Stored items:
-------
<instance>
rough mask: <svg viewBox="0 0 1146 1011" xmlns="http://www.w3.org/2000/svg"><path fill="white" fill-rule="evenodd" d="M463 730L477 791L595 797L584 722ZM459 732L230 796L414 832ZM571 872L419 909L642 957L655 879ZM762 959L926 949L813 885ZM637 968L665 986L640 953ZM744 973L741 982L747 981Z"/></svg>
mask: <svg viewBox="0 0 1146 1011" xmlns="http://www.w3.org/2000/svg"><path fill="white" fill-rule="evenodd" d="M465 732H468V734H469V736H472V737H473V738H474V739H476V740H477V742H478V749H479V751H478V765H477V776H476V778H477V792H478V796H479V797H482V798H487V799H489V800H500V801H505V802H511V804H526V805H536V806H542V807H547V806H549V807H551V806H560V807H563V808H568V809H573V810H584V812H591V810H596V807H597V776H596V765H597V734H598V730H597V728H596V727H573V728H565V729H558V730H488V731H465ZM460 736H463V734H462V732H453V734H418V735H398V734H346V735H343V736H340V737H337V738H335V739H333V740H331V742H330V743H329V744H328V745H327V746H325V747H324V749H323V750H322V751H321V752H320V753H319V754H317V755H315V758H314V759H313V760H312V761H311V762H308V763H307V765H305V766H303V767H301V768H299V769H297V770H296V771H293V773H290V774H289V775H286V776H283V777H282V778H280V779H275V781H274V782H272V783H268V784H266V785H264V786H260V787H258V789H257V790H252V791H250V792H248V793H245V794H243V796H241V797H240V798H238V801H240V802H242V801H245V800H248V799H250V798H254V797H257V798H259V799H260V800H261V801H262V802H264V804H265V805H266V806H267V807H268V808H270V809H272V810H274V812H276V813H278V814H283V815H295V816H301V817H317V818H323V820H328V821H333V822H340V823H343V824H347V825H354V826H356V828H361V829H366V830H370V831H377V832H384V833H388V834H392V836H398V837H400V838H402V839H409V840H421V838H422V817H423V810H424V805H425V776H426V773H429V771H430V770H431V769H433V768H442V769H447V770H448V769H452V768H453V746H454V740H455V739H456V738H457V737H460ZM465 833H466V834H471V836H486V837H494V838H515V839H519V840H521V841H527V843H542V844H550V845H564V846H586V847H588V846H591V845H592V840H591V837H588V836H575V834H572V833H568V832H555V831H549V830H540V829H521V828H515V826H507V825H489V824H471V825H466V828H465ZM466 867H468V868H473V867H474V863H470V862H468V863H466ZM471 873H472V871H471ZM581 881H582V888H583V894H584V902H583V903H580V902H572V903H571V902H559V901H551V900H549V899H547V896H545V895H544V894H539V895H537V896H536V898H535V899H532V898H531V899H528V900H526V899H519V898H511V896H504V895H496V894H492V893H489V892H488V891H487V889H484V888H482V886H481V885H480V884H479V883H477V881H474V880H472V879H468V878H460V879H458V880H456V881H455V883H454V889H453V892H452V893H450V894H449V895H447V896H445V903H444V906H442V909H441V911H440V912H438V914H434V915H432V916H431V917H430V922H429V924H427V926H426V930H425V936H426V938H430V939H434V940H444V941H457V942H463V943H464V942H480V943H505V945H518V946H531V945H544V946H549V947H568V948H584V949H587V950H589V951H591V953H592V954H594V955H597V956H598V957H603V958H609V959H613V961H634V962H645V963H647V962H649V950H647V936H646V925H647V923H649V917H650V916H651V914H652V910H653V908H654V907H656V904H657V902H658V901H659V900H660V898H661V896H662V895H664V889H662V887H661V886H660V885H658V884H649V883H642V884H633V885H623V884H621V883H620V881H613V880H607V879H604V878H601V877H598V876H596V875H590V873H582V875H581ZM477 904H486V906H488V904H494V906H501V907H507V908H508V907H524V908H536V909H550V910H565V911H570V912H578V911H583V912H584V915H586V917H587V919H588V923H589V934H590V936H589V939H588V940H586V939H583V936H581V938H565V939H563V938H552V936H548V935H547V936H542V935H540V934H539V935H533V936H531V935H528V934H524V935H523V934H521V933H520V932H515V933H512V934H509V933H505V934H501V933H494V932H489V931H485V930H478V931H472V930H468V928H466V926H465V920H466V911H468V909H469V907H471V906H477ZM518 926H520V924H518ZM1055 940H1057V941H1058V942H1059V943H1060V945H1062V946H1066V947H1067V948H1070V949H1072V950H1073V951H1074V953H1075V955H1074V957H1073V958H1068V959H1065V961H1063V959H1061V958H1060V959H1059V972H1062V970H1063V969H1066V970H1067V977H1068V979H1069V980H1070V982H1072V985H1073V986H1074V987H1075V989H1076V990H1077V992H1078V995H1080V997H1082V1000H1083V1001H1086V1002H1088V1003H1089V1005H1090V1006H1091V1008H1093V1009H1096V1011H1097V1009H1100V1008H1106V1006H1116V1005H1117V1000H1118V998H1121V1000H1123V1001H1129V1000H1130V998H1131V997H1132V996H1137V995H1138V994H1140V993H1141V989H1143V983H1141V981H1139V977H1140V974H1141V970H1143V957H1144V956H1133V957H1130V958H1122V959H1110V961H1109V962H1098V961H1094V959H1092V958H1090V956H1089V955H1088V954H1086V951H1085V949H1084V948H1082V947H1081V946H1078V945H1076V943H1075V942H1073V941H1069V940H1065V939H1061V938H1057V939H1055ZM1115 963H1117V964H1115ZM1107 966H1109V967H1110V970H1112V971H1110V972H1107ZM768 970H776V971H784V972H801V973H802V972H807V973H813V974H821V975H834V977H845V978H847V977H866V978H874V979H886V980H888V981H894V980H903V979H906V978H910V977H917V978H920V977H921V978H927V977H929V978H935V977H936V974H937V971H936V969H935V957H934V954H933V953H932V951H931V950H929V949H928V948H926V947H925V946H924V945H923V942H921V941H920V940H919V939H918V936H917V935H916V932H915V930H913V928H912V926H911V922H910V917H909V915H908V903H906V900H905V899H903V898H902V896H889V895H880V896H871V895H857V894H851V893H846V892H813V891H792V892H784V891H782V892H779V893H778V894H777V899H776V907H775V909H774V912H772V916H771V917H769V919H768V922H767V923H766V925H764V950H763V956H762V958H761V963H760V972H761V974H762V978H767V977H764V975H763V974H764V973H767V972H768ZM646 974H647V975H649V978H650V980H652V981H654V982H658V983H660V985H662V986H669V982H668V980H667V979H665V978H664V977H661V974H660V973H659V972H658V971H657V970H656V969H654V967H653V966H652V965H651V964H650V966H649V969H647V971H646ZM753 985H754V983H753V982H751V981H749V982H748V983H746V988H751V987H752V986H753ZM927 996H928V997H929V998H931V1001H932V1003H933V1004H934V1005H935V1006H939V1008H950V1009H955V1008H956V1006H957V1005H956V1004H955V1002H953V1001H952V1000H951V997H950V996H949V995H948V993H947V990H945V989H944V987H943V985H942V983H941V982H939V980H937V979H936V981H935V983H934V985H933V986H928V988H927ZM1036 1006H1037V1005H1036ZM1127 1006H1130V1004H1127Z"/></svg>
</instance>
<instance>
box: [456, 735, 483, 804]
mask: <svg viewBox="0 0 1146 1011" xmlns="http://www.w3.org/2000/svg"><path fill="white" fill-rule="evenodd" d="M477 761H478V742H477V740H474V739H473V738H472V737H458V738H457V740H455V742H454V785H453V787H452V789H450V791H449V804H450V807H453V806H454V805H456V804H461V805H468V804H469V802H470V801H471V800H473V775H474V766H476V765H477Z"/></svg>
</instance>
-------
WHAT THE TASK REQUIRES
Extract the complete data, matching each line exactly.

TASK SOLUTION
<instance>
rough mask: <svg viewBox="0 0 1146 1011" xmlns="http://www.w3.org/2000/svg"><path fill="white" fill-rule="evenodd" d="M463 730L477 791L595 797L584 722ZM459 732L230 796L414 832ZM571 872L419 909L642 957L655 879ZM762 959L926 949L813 885ZM637 968L665 986L640 953ZM744 973L741 982L747 981Z"/></svg>
mask: <svg viewBox="0 0 1146 1011" xmlns="http://www.w3.org/2000/svg"><path fill="white" fill-rule="evenodd" d="M465 732H468V734H469V736H472V737H473V738H474V739H476V740H477V742H478V749H479V751H478V765H477V776H476V778H477V792H478V796H479V797H482V798H487V799H489V800H500V801H505V802H511V804H526V805H536V806H542V807H547V806H549V807H551V806H560V807H563V808H568V809H573V810H584V812H591V810H596V807H597V776H596V765H597V734H598V730H597V728H596V727H573V728H565V729H558V730H488V731H465ZM460 736H463V734H462V732H453V734H418V735H398V734H346V735H343V736H340V737H337V738H335V739H333V740H331V742H330V743H329V744H328V745H327V746H325V747H324V749H323V750H322V751H321V752H320V753H319V754H317V755H315V758H314V759H313V760H312V761H311V762H308V763H307V765H305V766H303V767H301V768H299V769H297V770H296V771H293V773H290V774H289V775H286V776H283V777H282V778H280V779H275V781H274V782H272V783H268V784H266V785H264V786H260V787H258V789H257V790H252V791H250V792H248V793H245V794H243V796H241V797H240V798H238V801H240V802H242V801H245V800H248V799H250V798H254V797H257V798H259V799H260V800H261V801H262V802H264V804H265V805H266V806H267V807H268V808H270V809H272V810H274V812H276V813H278V814H283V815H295V816H301V817H317V818H323V820H328V821H333V822H340V823H343V824H347V825H354V826H356V828H361V829H366V830H370V831H377V832H384V833H388V834H392V836H398V837H400V838H402V839H409V840H421V838H422V817H423V810H424V805H425V776H426V773H429V771H430V770H431V769H433V768H442V769H447V770H448V769H452V768H453V746H454V740H455V739H456V738H457V737H460ZM465 833H466V834H471V836H486V837H494V838H515V839H519V840H521V841H527V843H542V844H550V845H564V846H586V847H588V846H591V845H592V840H591V837H588V836H575V834H572V833H568V832H555V831H549V830H540V829H521V828H515V826H507V825H489V824H471V825H466V828H465ZM466 867H468V868H473V867H474V863H470V862H468V863H466ZM471 873H472V871H471ZM581 881H582V888H583V894H584V902H583V903H580V902H572V903H571V902H559V901H551V900H549V899H547V896H545V895H544V894H539V895H537V896H536V898H535V899H532V898H531V899H528V900H526V899H519V898H511V896H504V895H496V894H492V893H489V892H488V891H487V889H484V888H482V886H481V885H480V884H479V883H477V881H474V880H472V879H468V878H460V879H458V880H456V881H455V883H454V889H453V892H452V893H450V894H449V895H447V896H445V903H444V906H442V909H441V911H440V912H438V914H434V915H432V916H431V917H430V922H429V924H427V926H426V930H425V936H426V938H430V939H434V940H444V941H457V942H463V943H464V942H480V943H505V945H518V946H531V945H544V946H549V947H568V948H584V949H587V950H589V951H591V953H592V954H594V955H597V956H598V957H603V958H609V959H613V961H634V962H645V963H647V962H649V950H647V936H646V925H647V923H649V917H650V916H651V914H652V910H653V908H654V907H656V904H657V902H658V901H659V900H660V898H661V896H662V895H664V889H662V887H661V886H660V885H658V884H649V883H642V884H633V885H623V884H621V883H620V881H613V880H607V879H604V878H601V877H598V876H596V875H590V873H582V875H581ZM477 904H486V906H488V904H494V906H501V907H507V908H508V907H524V908H536V909H550V910H565V911H570V912H578V911H583V912H584V915H586V917H587V919H588V923H589V934H590V936H589V939H588V940H586V939H583V936H581V938H565V939H563V938H552V936H548V935H547V936H542V935H540V934H539V935H533V936H531V935H528V934H524V935H523V934H521V933H520V932H515V933H512V934H509V933H505V934H501V933H494V932H489V931H485V930H478V931H472V930H468V928H466V926H465V920H466V911H468V909H469V907H471V906H477ZM518 926H520V924H518ZM1055 940H1057V941H1058V942H1059V943H1060V945H1062V946H1066V947H1067V948H1070V949H1072V950H1073V951H1074V953H1075V955H1074V957H1073V958H1068V959H1065V961H1063V959H1061V958H1060V959H1059V972H1062V970H1063V969H1066V970H1067V977H1068V979H1069V980H1070V982H1072V985H1073V986H1074V987H1075V989H1076V990H1077V992H1078V995H1080V997H1082V1000H1083V1001H1086V1002H1088V1003H1089V1005H1090V1006H1091V1008H1093V1009H1096V1011H1097V1009H1100V1008H1106V1006H1116V1005H1117V1000H1118V998H1121V1000H1123V1001H1129V1000H1130V998H1131V997H1132V996H1137V995H1138V994H1140V993H1141V989H1143V983H1141V981H1139V977H1140V974H1141V970H1143V957H1144V956H1133V957H1130V958H1122V959H1110V961H1109V962H1098V961H1094V959H1092V958H1090V956H1089V955H1088V954H1086V951H1085V949H1084V948H1082V947H1081V946H1078V945H1076V943H1075V942H1073V941H1069V940H1065V939H1061V938H1057V939H1055ZM1115 963H1117V964H1115ZM1107 966H1109V967H1110V970H1112V971H1110V972H1107ZM768 970H776V971H784V972H801V973H802V972H807V973H813V974H821V975H834V977H845V978H847V977H866V978H874V979H886V980H888V981H894V980H903V979H906V978H910V977H917V978H920V977H921V978H927V977H929V978H935V977H936V974H937V971H936V969H935V957H934V954H933V953H932V951H931V950H929V949H928V948H926V947H925V946H924V945H923V942H921V941H920V940H919V939H918V936H917V935H916V932H915V930H913V928H912V926H911V922H910V917H909V915H908V903H906V900H905V899H903V898H902V896H889V895H880V896H871V895H857V894H851V893H846V892H813V891H792V892H784V891H782V892H779V893H778V894H777V899H776V907H775V909H774V912H772V916H771V917H769V919H768V922H767V923H766V925H764V950H763V956H762V958H761V963H760V972H761V974H762V978H767V977H764V975H763V974H764V973H767V972H768ZM646 974H647V975H649V978H650V980H652V981H654V982H658V983H660V985H662V986H669V982H668V980H667V979H665V978H664V977H661V974H660V973H659V972H658V971H657V970H656V969H654V967H653V966H652V965H651V964H650V966H649V969H647V971H646ZM753 985H754V983H753V982H751V981H749V982H748V983H746V988H751V987H752V986H753ZM927 996H928V997H929V998H931V1001H932V1003H933V1004H934V1005H935V1006H939V1008H950V1009H955V1008H956V1006H957V1005H956V1004H955V1002H953V1001H952V1000H951V997H950V996H949V995H948V993H947V990H945V989H944V987H943V985H942V983H941V982H939V980H937V979H936V981H935V983H934V985H933V986H928V988H927ZM1036 1006H1037V1005H1036ZM1127 1006H1130V1004H1127Z"/></svg>
</instance>
<instance>
box: [456, 735, 483, 804]
mask: <svg viewBox="0 0 1146 1011" xmlns="http://www.w3.org/2000/svg"><path fill="white" fill-rule="evenodd" d="M477 761H478V742H477V740H474V739H473V738H472V737H458V738H457V740H455V742H454V785H453V787H452V789H450V791H449V804H450V807H453V806H454V805H456V804H461V805H468V804H469V802H470V801H471V800H473V775H474V766H476V765H477Z"/></svg>
</instance>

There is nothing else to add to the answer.